### Stated exercise
Please go on with the interview about making coffee content online, continuing after its final sentence. The data that follows is not part of this task.

### Document extract
>> START

Morgan: Cool. Thank you. That's a huge compliment. I always kind of hope that is the case, but I could never be sure. You never know how other people are perceiving what you're making.

Ashley: But it seems like you get a lot of positive feedback from people. I mean, you can't equate likes necessarily with positivity all the time, but I imagine when you're engaging with people through your videos, or you see comments, or you're engaging with people on other platforms, there is a moment where you're like, “Oh, this is landing with people. This is sharing an experience.”

Morgan: I’ve been really grateful to kind of cultivate the following that I currently have. I think what you said is exactly true. I have somehow ended up with a pretty healthy community as far as online communities go. I think it's very easy to cultivate a community that is comfortable with dog-piling on people or, or punching down on people.

We have these discussions a lot about whether it is a creator's responsibility to maintain control over their audience, or whether it is—you know, you can't control an audience, they'll do what they want regardless of the creator.

I have always been very much of the opinion that a creative is, to some extent, responsible for their audience's actions, because I do very much believe that what you put out there as a creator, the tone you use, the kind of, for lack of a better word, kind of energy you put out there will be reflected in how your audience both reacts and what they do with the information you're presenting them.

I came into making content with that opinion. I've always tried to do my best, to varying levels of success, but I've always tried to do my best to kind of cultivate an audience who is accepting of all things coffee.

I come to my platform with a lot of love and just passion for coffee, and I want that to be replicated in my audience. I don't want to have an audience that is going to go out to other creators and blast my opinions at them as something that is fact, because very frequently it is not. I just wanted it to be a very fun place full of people who want to have fun with coffee.

I've finally reached that point with my audience. We have a good time together online, which is a really, really cool thing to say.

Ashley: You said that you finally reached that point. So I imagine that there was some learning and figuring it out as you went along.

Morgan: Absolutely. I can pinpoint one kind of direct experience when I started on YouTube. I had started on TikTok, because, as I mentioned before, I was very, very comfortable with short-form content, and with short-form content there tends to be a slightly younger audience.

You tend to be hitting more of the 18-to-24-year-olds. But when you move to YouTube, especially when talking about coffee, you start to get a little bit of a different demographic. At least to my knowledge, a majority of the YouTube audience who watches a lot of specialty coffee long-form content tends to skew a little bit more towards the male demographic, and it also tends to skew a little bit older in age, which makes sense because the cost of being invested into doing coffee things and buying coffee equipment is a lot higher than what most young people can have.

So when I came onto YouTube, I was suddenly faced with this very, very different audience who I think was just expecting something different from me. They were looking for a certain level of information and dissection of topics that I just didn't want to give because I think that kind of initial higher-level [content] can make it a little bit hard for people to jump into specialty coffee. I very much viewed myself as kind of a stepping stone to those sorts of higher-level creators.

>> END

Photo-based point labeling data
>> START

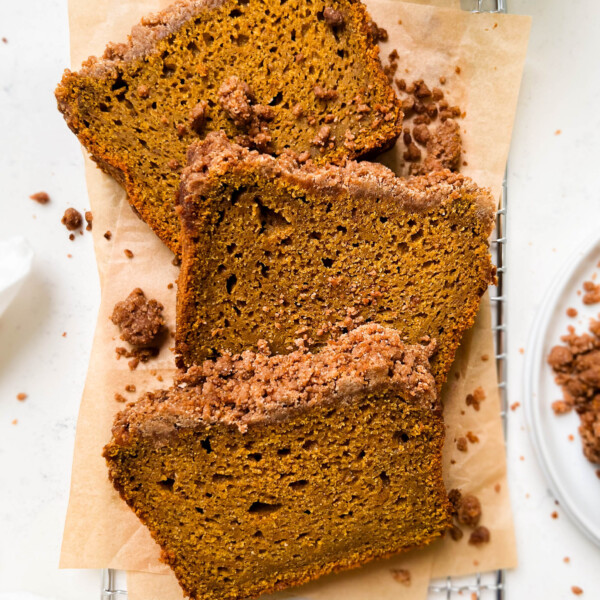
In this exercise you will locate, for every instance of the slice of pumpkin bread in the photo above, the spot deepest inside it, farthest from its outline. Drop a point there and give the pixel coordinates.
(274, 250)
(273, 74)
(255, 472)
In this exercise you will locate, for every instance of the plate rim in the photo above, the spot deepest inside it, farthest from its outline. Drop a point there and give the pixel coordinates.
(534, 362)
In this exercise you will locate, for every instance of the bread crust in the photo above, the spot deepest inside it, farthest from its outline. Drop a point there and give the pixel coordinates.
(141, 43)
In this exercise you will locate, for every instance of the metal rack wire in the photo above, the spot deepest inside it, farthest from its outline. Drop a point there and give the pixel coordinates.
(481, 586)
(487, 586)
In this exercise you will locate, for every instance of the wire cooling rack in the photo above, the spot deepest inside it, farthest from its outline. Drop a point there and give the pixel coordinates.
(481, 586)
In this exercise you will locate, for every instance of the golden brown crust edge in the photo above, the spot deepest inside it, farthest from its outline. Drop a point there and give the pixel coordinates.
(141, 41)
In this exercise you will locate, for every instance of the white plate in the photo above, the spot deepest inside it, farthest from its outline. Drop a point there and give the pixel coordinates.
(571, 476)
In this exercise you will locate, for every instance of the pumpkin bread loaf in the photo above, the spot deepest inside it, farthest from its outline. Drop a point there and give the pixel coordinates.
(274, 250)
(273, 75)
(256, 472)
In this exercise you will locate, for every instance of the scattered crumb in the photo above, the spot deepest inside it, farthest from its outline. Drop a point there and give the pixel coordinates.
(401, 576)
(40, 197)
(576, 590)
(469, 511)
(72, 219)
(139, 320)
(473, 439)
(480, 535)
(592, 292)
(560, 407)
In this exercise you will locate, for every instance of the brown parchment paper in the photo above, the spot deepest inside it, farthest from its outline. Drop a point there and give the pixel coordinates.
(100, 531)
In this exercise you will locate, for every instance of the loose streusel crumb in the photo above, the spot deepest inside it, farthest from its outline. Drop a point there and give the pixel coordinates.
(72, 219)
(480, 535)
(577, 370)
(441, 146)
(40, 197)
(473, 439)
(469, 511)
(139, 320)
(401, 576)
(592, 292)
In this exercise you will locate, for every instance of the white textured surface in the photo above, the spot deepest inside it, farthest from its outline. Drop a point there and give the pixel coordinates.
(554, 202)
(570, 475)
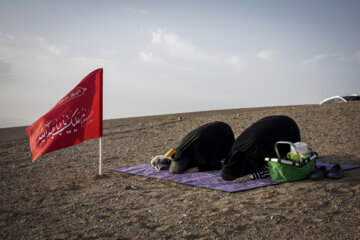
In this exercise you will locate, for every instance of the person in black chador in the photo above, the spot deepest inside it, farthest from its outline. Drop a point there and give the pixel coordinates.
(246, 157)
(203, 148)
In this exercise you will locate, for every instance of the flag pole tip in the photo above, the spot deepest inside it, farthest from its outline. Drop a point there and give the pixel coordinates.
(99, 177)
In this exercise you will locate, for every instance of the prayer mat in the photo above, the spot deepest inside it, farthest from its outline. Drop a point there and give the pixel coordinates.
(211, 179)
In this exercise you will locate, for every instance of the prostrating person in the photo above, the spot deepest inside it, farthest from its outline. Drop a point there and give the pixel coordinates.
(246, 159)
(203, 149)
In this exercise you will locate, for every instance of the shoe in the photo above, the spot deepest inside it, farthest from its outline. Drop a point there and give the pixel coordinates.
(319, 173)
(335, 172)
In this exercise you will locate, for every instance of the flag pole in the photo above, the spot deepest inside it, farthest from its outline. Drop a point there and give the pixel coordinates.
(100, 158)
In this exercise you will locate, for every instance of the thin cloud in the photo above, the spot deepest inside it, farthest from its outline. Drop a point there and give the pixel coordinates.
(236, 61)
(149, 57)
(178, 47)
(267, 55)
(354, 58)
(320, 57)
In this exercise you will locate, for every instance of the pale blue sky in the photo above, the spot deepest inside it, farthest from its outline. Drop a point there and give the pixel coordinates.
(162, 57)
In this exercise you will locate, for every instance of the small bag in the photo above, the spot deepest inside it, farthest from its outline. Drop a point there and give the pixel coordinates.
(300, 166)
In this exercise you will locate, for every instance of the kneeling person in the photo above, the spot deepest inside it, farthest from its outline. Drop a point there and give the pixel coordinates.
(246, 159)
(203, 148)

>> END

### Task output
It was very much a back-and-forth with my new audience of, “Hey guys, I know what you want for me. That is not what I'm going to be giving you, at least not all the time,” and so there was a little bit of friction there, of dealing with frustration from audience members.

But ultimately I just held strong to my guns. Eventually, there was this mutual understanding of people who didn't want to consume my content just finally being like, “Okay, I can leave.” And I was like, “No worries. There are other people who make the kind of content you want.”

The people who enjoyed my content found their way to me. And now we're in a very happy place together.

Ashley: I like that you were able to create some boundaries around what you wanted to create. I did an interview with [YouTube creator] James Hoffmann and he mentioned, “There are things I'm going to create and there are things I'm not going to create,” and being pretty comfortable with that. I think that took him some time too, and it's really encouraging to hear you say that same thing of like, “I don't have to give people everything. It's okay for me to say, ‘This is what I want to do. And if you want to be part of this ride, that's awesome.’ If you don't, you're always welcome back, but you don't have to consume this.”

Morgan: Exactly. It sometimes can be a little bit painful because you want to give people what they're asking for. But at the same time, I also knew, from my own level of knowledge, that I wasn't qualified to talk about a lot of topics that people were asking for. It was a lot of people being like, “Do this, do this!”

And I'm like, “Look, if I try to cover this topic, I'm going to do a disservice to it.” I would always try to do my best to point them in the right direction and frequently that is like James, or other established content creators. I'm like, “Hey, I don't want to talk about this, but the good news is there are a ton of amazing resources about it already. So go over there and enjoy those. And then come back for the things I am going to talk about.”

Ashley: Did you find it ever difficult to separate the personal from, like, Morgan Drinks Coffee the character—and not to say that this is a character you're playing. I mean, you kind of are in some aspects—

Morgan: But it is curated.

Ashley: Yeah, do you ever have to draw a line for yourself like, “I need to put down my phone,” or, “I need to not respond to this message,” or, “I need to cultivate a safe place for myself that maybe doesn't exist to consume for others?”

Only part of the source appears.